— Directions —
Output the records. Match them exactly.

(Region pointing data)
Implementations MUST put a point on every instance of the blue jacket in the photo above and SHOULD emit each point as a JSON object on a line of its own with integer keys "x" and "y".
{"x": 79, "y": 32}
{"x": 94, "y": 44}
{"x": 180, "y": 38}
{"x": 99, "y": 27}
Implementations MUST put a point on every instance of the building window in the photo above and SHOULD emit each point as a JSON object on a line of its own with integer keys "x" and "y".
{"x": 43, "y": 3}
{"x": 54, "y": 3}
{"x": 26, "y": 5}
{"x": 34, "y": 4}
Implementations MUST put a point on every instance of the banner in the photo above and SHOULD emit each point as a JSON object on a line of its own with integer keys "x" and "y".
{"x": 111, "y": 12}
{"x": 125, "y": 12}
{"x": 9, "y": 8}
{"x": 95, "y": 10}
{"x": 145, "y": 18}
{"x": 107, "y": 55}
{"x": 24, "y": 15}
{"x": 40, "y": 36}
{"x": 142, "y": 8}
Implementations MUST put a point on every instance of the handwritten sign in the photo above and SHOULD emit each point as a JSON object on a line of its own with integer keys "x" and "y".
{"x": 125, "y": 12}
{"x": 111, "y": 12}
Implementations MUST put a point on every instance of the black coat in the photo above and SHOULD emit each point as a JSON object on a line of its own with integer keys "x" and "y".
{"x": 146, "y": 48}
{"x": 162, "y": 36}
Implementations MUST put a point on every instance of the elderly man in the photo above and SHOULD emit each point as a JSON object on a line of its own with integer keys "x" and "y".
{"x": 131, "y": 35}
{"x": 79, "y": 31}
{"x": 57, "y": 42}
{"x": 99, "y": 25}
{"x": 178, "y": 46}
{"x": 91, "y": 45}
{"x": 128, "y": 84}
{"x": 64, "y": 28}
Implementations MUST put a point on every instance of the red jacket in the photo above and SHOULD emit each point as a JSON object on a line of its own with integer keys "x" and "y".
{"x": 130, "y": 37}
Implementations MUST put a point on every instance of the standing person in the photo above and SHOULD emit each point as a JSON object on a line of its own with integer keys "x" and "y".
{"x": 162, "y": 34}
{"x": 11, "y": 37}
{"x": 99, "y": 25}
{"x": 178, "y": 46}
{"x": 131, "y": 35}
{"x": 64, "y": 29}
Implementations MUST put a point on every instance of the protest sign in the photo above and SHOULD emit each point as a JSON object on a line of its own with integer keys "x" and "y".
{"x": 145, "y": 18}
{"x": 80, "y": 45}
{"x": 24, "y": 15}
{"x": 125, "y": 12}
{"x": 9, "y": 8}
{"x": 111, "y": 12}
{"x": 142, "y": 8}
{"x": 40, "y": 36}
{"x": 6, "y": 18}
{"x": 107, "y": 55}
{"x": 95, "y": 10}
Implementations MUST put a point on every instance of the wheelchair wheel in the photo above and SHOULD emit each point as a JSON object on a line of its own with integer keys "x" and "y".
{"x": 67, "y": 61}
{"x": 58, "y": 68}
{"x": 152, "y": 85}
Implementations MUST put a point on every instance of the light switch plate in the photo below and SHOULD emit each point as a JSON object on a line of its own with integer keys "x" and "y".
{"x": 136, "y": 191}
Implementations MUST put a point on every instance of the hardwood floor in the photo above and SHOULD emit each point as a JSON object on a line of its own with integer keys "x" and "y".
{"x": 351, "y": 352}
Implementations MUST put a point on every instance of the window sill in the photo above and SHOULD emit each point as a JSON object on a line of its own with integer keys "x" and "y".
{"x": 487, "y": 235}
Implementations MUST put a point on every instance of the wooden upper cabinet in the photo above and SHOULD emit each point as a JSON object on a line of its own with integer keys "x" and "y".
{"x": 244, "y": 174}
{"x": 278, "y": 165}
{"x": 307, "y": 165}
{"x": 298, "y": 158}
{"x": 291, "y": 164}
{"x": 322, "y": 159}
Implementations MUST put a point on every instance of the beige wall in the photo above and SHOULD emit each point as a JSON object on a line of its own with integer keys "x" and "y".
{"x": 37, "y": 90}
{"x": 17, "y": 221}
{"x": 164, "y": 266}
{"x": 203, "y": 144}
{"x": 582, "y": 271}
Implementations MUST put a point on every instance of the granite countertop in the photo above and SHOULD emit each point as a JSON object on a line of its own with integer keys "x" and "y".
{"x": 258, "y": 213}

— Solution for this exercise —
Implementations MUST put a point on every instance of the blue jacket in the photo above and SHOULD emit each point as a JSON object on a line of its own with integer keys "x" and "y".
{"x": 79, "y": 32}
{"x": 94, "y": 44}
{"x": 180, "y": 38}
{"x": 99, "y": 27}
Implementations MUST put a point on every instance of the building window in the photo above and SHOULD emit each point as a JSON object on a line of its own with integer keys "x" and "y".
{"x": 43, "y": 3}
{"x": 54, "y": 3}
{"x": 26, "y": 5}
{"x": 34, "y": 4}
Implementations MUST put a point on every instance of the banner in the photo above and SHOULD emit each point as a JSON object on a line of its own with integer keys "x" and "y".
{"x": 111, "y": 12}
{"x": 125, "y": 12}
{"x": 9, "y": 8}
{"x": 95, "y": 10}
{"x": 145, "y": 18}
{"x": 107, "y": 55}
{"x": 24, "y": 15}
{"x": 40, "y": 36}
{"x": 142, "y": 8}
Implementations MUST put a point on every instance of the handwritten sign in the photo above and SHOULD emit each point as a JSON object on a line of its own with integer keys "x" and "y".
{"x": 125, "y": 12}
{"x": 111, "y": 12}
Implementations MUST put a point on every instance of the black coat in the photo above and SHOULD emit each point as a JSON object on a line of its own with integer keys "x" and "y".
{"x": 146, "y": 48}
{"x": 162, "y": 36}
Implementations MUST put a point on every instance of the elderly man in the photo above and SHOULD emit each point as a JSON object on a line of its own with integer keys "x" and "y".
{"x": 131, "y": 35}
{"x": 79, "y": 31}
{"x": 57, "y": 42}
{"x": 99, "y": 25}
{"x": 178, "y": 46}
{"x": 91, "y": 45}
{"x": 128, "y": 84}
{"x": 64, "y": 28}
Implementations MUST put a point on every instance of the red jacket in the photo above and SHOULD emit each point as a JSON object on a line of its own with integer keys "x" and "y".
{"x": 130, "y": 37}
Implementations MUST put a point on every instance of the standing person in the photo above and SHOULD emit each point as a JSON object on a line of its own with integer keys "x" and "y".
{"x": 162, "y": 34}
{"x": 11, "y": 37}
{"x": 99, "y": 25}
{"x": 178, "y": 46}
{"x": 131, "y": 35}
{"x": 64, "y": 29}
Implementations MUST put a point on every instance of the protest sign in the photo above and SHOULD emit each point as a JSON object on a line of its own with integer keys "x" and "y".
{"x": 145, "y": 18}
{"x": 80, "y": 45}
{"x": 24, "y": 15}
{"x": 125, "y": 12}
{"x": 9, "y": 8}
{"x": 111, "y": 12}
{"x": 142, "y": 8}
{"x": 40, "y": 36}
{"x": 6, "y": 18}
{"x": 107, "y": 55}
{"x": 95, "y": 10}
Implementations MUST put a point on every instance of the wheelchair wheel in the photo above and SHOULD emit each point as a JSON object on a line of its own with integer keys "x" and "y".
{"x": 67, "y": 61}
{"x": 58, "y": 68}
{"x": 152, "y": 85}
Implementations MUST put a point on every instance of the light switch plate in the photo below and SHOULD emit each point as a JSON object on a line of its own with integer keys "x" and "y".
{"x": 136, "y": 191}
Implementations MUST put a point on every instance of the hardwood floor in the photo above and SHOULD emit each point as a JSON object on a line of its own with integer keys "x" and "y".
{"x": 351, "y": 352}
Implementations MUST put a point on every instance of the window sill in the photo above and SHOULD emit each point as a JSON object on a line of its own with integer keys "x" and "y".
{"x": 487, "y": 235}
Implementations MUST put a point on every instance of the wooden upper cabinet in the photo above and SHOULD emit each point as a JSON object on a line of its own with integer keys "x" and "y".
{"x": 244, "y": 174}
{"x": 278, "y": 165}
{"x": 307, "y": 165}
{"x": 298, "y": 158}
{"x": 291, "y": 164}
{"x": 322, "y": 159}
Implementations MUST put a point on every instance of the beige wall in the photo above and SHOULD emit each point as a JSON object on a line of its own with integer keys "x" and "y".
{"x": 37, "y": 90}
{"x": 17, "y": 221}
{"x": 164, "y": 266}
{"x": 203, "y": 144}
{"x": 582, "y": 271}
Implementations MUST put a point on every instance of the granite countertop in the photo above and SHOULD emit each point as a JSON object on a line of its own with integer keys "x" and "y".
{"x": 258, "y": 213}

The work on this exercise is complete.